> [REQUESTS]:
(1) Print the part of the TiVoPlex column between "Wednesday 10/12/11" and "a real one.", inclusive.
(2) Answer these questions using the TiVoPlex column:
(a) Who plays Eli in Let the Right One In?
(b) In Mr. Moto's Last Warning, what does Ricardo Cortez's character plan to do?
(c) Who directed Devil by the Tail?
(3) Summarize the TiVoPlex column in three sentences.

> [PASSAGE]:
>> begin

TiVoPlex
TiVoPlex for Tuesday October 11 2011 through Monday October 17 2011
By John Seal
October 10, 2010
BoxOfficeProphets.com

I am so not feeling well

From the obscure to the obscurest to the merely overlooked or underappreciated; they all have a home in the TiVoPlex! All times Pacific.

Tuesday 10/11/11

5:00 PM Showtime
Let the Right One In (2008 SWE): Unnecessary Hollywood remakes, part 549: here’s the original version of the film that became Let Me In two short years later. I shouldn’t complain too much, as I haven’t seen Let Me In, but Let the Right One In is one of the best horror flicks of the new millennium and offers little room for improvement - unless, of course, you’re averse to subtitles. The film stars spooky Lina Leandersson as Eli, an extremely pale young lady who befriends Oskar (Kare Hedebrant), a blonde mop-top who lives in an adjacent apartment. The two become good friends, but Eli has a secret - she’s actually a man named Edward Cullen. No, no, I’m kidding, but she DOES have some rather unusual dietary restrictions. Set during a freezing Stockholm winter, Let the Right One in offers the perfect blend of chills, suspense, and occasional shock (there’s one scene that the Seal family still talks about three years after the fact!). Also airs at 8:00 PM.

Wednesday 10/12/11

7:30 AM Turner Classic Movies
Mr. Moto’s Last Warning (1939 USA): The sixth of eight Moto mysteries produced by Fox, Last Warning sees Peter Lorre don yellow face once again in the course of pursuing pale-faced villains. This time perfidy is personified by Ricardo Cortez, here cast as a secret agent planning to mine the approaches to the Suez Canal. Also on hand: John Carradine as a British secret agent, George Sanders as a mittel-European spy of uncertain provenance, and Japanese-born Teru Shimada as a Moto doppelganger. Because nothing says "fake Japanese man" quite like a real one.

7:30 PM Fox Movie Channel
The Name of the Rose (1986 USA): Imperfect as it is, this was the film that made me start reading Umberto Eco and made me appreciate the work of character actor William Hickey. A medieval murder mystery set in a dank Italian abbey with the ever-present threat of plague in the background, The Name of the Rose does a decent job of portraying the incredibly unpleasant lives and even worse living conditions of the time. If you can overlook the fact that, yes, that's Christian Slater under the cowl, you'll enjoy seeing Sean Connery tease out the answer to the mystery of who is killing the great monks of Europe.

Thursday 10/13/11

1:45 PM Turner Classic Movies
Devil By the Tail (1969 FRA-ITA): Here’s one of the more drool-worthy films to show up in the TiVoPlex in quite some time. Directed by Philippe de Broca, Devil by the Tail stars Yves Montand as Cesar, a supposed diplomat who ends up sequestered in a remote French hotel after his car is sabotaged by the local garage mechanic (who has a sweet deal with the hotel operators to send traffic their way). Cesar, however, is actually a gangster, and chateau owner La Marquise (Madeleine Renaud, Jean Gabin’s co-star in the recently aired on TCM Stormy Waters) soon begins to have second thoughts about her business plan. This delightful crime comedy has never had a US home video release, remains unavailable on disc overseas, and has rarely been seen on these shores outside long dead rep houses. Don’t miss it - and be sure to stay tuned at 3:30 PM for the almost as rare but otherwise completely dissimilar Bwana Devil (1952), a ridiculous 3-D jungle adventure featuring a very young Robert Stack.

>> end

> [DATA PROVIDED]:
>> begin

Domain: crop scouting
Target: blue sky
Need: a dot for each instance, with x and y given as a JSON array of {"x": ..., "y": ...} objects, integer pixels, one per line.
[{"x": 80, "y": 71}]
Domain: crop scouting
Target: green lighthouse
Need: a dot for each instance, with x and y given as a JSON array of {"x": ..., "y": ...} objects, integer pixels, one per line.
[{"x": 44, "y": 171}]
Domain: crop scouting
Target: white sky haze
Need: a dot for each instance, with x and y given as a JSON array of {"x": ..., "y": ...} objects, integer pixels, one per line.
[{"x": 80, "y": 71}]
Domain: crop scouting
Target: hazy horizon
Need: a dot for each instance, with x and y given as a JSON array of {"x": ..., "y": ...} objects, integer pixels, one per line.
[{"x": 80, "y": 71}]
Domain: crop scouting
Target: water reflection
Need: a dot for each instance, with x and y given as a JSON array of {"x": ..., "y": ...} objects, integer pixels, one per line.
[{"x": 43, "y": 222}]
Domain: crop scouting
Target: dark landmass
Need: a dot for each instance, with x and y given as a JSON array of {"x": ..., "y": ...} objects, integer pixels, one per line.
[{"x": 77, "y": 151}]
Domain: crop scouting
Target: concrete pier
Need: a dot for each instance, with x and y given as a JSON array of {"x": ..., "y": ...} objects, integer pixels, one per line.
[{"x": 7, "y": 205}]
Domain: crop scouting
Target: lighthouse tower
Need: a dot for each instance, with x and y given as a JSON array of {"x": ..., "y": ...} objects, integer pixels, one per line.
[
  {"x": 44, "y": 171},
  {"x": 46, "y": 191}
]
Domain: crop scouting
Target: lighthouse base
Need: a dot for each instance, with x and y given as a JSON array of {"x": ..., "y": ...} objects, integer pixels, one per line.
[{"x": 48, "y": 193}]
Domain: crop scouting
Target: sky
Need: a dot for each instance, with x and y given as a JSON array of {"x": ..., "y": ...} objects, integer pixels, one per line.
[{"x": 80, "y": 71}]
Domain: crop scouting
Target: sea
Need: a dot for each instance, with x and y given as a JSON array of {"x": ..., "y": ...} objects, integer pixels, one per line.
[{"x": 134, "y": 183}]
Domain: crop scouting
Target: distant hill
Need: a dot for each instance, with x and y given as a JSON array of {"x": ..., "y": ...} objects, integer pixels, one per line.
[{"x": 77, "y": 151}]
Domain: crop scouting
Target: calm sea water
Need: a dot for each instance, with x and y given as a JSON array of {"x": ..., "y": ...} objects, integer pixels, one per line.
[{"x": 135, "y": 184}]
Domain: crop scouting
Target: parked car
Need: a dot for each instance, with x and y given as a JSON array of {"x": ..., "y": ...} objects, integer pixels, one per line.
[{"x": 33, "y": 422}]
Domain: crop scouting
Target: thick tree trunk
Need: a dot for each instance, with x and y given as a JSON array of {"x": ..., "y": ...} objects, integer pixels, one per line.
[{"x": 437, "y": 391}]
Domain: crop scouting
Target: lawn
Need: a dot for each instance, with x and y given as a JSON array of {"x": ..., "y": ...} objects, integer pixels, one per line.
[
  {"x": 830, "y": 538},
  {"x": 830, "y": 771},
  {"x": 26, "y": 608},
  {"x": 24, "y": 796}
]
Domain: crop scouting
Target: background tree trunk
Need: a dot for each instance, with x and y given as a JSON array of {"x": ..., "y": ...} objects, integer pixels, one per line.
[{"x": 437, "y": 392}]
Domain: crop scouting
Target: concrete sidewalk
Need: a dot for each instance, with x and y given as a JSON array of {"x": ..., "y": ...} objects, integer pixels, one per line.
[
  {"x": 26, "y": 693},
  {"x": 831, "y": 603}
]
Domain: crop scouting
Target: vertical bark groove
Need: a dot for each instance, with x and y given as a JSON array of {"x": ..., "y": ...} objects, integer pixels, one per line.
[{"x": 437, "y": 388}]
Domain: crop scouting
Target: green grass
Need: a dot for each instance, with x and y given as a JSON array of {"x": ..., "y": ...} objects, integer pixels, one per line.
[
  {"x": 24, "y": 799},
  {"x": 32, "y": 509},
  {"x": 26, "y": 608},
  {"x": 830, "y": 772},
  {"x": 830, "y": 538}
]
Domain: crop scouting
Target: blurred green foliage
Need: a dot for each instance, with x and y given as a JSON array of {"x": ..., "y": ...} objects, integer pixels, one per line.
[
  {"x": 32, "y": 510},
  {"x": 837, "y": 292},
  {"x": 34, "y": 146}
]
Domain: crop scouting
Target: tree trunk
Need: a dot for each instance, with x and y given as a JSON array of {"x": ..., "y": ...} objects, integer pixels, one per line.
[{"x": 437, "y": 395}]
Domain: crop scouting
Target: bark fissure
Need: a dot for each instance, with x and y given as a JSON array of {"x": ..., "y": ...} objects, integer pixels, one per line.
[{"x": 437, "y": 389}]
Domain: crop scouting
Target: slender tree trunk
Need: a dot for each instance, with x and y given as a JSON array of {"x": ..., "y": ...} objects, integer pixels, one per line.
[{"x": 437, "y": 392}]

>> end
>> begin

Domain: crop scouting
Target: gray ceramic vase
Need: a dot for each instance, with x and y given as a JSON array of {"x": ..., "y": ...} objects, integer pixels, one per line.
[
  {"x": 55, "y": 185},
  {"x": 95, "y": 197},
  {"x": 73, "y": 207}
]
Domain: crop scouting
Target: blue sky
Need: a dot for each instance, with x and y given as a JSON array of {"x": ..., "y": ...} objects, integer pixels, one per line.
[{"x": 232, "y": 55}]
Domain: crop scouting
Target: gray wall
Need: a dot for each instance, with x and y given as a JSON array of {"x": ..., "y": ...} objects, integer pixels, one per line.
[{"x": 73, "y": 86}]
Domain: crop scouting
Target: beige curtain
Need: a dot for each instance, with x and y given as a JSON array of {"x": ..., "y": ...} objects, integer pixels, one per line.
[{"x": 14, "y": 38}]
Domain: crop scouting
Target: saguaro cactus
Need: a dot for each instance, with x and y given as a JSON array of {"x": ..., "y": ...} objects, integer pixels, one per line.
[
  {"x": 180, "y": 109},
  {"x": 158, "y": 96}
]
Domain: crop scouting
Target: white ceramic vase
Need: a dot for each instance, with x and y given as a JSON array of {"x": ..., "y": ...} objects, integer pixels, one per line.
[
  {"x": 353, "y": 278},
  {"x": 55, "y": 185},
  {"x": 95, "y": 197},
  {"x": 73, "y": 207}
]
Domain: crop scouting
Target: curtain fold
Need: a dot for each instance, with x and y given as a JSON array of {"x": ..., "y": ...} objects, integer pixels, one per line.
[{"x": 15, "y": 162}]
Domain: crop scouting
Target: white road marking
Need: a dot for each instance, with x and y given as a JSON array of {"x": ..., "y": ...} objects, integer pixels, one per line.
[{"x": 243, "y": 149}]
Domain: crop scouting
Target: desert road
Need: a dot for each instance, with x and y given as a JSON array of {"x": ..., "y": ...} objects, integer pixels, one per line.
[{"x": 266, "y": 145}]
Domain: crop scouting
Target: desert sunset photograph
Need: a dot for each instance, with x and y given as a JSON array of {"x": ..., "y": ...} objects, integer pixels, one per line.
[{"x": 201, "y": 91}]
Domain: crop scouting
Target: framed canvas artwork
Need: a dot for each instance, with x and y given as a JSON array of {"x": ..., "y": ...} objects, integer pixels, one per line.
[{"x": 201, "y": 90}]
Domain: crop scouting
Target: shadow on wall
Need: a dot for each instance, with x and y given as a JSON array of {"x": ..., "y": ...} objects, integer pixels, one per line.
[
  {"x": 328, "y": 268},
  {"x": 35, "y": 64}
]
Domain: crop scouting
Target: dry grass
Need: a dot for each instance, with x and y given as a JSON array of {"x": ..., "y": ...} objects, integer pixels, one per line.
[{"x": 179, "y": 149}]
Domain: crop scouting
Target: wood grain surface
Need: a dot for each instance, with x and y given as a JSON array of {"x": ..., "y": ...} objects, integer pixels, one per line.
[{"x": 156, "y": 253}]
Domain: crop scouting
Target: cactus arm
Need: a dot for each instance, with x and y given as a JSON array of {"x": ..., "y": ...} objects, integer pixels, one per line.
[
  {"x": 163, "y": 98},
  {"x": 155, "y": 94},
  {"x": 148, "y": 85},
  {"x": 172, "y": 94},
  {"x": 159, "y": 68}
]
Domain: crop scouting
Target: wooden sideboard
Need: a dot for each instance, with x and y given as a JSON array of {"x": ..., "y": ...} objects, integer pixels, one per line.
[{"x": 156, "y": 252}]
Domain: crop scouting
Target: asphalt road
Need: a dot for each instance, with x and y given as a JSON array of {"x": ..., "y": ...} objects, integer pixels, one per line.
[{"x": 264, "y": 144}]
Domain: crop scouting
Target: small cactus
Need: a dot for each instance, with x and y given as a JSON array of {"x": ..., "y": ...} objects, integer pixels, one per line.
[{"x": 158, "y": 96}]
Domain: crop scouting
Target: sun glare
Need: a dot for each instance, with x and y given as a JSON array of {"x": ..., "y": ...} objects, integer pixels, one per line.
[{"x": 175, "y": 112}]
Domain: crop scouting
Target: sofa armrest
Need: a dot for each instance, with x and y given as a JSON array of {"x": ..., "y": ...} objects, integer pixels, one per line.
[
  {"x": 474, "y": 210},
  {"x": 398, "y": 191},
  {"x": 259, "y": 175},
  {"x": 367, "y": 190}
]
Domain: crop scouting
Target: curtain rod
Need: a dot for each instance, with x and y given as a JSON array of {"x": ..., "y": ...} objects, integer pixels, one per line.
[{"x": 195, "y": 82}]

>> end
>> begin

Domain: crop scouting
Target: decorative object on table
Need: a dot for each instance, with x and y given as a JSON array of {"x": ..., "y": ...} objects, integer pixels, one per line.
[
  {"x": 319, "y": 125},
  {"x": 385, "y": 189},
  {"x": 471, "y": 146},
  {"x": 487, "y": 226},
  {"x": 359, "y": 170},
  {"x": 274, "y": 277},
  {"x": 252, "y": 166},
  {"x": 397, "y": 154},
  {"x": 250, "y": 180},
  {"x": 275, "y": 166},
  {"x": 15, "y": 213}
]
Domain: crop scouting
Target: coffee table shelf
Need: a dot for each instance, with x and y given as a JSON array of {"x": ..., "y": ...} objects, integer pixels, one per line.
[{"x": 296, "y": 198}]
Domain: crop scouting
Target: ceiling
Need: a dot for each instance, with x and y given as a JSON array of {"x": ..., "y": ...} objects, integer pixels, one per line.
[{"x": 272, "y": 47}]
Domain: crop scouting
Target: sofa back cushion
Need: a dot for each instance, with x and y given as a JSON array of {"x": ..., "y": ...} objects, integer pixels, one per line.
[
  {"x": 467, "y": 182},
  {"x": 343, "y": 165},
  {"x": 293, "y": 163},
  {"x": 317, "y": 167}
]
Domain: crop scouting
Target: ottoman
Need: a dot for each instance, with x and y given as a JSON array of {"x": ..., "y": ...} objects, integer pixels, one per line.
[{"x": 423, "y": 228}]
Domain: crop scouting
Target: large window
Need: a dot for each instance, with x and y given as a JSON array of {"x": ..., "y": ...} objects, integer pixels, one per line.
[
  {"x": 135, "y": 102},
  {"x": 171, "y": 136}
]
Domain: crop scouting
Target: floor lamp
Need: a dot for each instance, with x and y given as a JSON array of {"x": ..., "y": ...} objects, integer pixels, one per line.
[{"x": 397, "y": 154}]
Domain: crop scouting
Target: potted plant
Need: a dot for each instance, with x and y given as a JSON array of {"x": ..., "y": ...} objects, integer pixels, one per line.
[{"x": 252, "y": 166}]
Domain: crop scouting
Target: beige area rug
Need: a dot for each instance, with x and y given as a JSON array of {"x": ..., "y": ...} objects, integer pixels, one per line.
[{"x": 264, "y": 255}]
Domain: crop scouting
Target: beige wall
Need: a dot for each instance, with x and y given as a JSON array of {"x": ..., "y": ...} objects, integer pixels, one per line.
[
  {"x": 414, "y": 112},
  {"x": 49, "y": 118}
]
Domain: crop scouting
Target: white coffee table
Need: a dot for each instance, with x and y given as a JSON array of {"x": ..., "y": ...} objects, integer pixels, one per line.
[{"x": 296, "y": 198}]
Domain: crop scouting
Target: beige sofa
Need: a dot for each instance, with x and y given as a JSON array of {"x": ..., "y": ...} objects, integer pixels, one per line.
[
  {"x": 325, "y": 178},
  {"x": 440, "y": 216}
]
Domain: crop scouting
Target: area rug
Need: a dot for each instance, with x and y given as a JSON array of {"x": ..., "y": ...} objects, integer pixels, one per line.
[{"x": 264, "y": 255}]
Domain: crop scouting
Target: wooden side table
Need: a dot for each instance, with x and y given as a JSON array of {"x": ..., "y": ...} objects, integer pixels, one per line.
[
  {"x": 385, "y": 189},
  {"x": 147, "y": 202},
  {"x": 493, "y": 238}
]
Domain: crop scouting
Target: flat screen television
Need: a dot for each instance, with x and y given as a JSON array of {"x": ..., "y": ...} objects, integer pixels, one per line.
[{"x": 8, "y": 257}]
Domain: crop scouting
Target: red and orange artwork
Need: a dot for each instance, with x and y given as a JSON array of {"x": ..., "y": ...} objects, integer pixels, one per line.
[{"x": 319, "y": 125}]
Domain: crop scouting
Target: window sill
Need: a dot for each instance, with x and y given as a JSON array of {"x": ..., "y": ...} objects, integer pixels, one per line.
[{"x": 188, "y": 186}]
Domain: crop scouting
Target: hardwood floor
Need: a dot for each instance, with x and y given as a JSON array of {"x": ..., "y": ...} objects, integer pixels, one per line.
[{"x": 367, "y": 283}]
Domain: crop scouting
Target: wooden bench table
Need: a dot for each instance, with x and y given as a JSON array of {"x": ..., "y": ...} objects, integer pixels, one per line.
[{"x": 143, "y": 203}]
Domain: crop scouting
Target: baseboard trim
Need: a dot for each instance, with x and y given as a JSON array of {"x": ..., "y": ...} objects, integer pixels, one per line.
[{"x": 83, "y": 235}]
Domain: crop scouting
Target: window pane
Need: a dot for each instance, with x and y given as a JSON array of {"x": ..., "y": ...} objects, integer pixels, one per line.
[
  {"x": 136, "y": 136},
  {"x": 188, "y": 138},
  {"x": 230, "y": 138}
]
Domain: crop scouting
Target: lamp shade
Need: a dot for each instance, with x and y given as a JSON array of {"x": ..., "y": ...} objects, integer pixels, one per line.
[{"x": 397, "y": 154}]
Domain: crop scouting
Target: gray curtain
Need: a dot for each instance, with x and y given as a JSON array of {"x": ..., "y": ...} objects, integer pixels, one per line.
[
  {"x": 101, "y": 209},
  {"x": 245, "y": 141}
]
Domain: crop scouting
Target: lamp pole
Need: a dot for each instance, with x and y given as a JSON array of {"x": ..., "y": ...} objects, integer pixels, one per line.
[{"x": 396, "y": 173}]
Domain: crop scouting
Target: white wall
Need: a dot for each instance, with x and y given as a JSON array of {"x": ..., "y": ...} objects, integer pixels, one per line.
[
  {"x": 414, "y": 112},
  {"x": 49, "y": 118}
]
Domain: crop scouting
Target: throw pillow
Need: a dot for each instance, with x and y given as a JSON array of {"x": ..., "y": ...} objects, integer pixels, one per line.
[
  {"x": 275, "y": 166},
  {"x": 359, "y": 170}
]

>> end

> [ANSWER LIST]:
(1)
Wednesday 10/12/11

7:30 AM Turner Classic Movies
Mr. Moto’s Last Warning (1939 USA): The sixth of eight Moto mysteries produced by Fox, Last Warning sees Peter Lorre don yellow face once again in the course of pursuing pale-faced villains. This time perfidy is personified by Ricardo Cortez, here cast as a secret agent planning to mine the approaches to the Suez Canal. Also on hand: John Carradine as a British secret agent, George Sanders as a mittel-European spy of uncertain provenance, and Japanese-born Teru Shimada as a Moto doppelganger. Because nothing says "fake Japanese man" quite like a real one.

(2)
(a) Lina Leandersson
(b) Mine the approaches to the Suez Canal
(c) Philippe de Broca

(3) The TiVoPlex column lists overlooked films airing from Tuesday, October 11 through Monday, October 17, 2011, with all times Pacific. It recommends the Swedish horror film Let the Right One In, which it calls one of the best horror flicks of the new millennium, and it describes Mr. Moto's Last Warning and The Name of the Rose on Wednesday. For Thursday it singles out Devil by the Tail, a 1969 crime comedy starring Yves Montand that has never had a US home video release, followed by the 3-D jungle adventure Bwana Devil.